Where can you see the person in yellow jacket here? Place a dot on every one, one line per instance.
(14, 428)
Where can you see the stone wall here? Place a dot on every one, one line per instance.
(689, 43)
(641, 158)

+++

Copy out all of the material above word for word, keeping every line in its original order.

Where can you see the person in yellow jacket here? Place a dot on every one, one line per instance.
(14, 428)
Where can you see the stone wall here? Place a dot on every one, one line per instance.
(689, 43)
(641, 158)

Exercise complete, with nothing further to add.